:: TASK ::
Return every line of the items below that contains the word "audit", and reproduce each such line unchanged.
— Begin SUPPLIED RECORDS —
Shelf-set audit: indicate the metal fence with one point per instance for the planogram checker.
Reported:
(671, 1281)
— End SUPPLIED RECORDS —
— Begin SUPPLIED RECORDS —
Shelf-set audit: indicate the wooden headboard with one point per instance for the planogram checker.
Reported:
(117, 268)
— End SUPPLIED RECORDS —
:: REPLY ::
Shelf-set audit: indicate the metal fence with one point per instance for the planogram checker.
Shelf-set audit: indicate the wooden headboard with one point per instance for the planogram checker.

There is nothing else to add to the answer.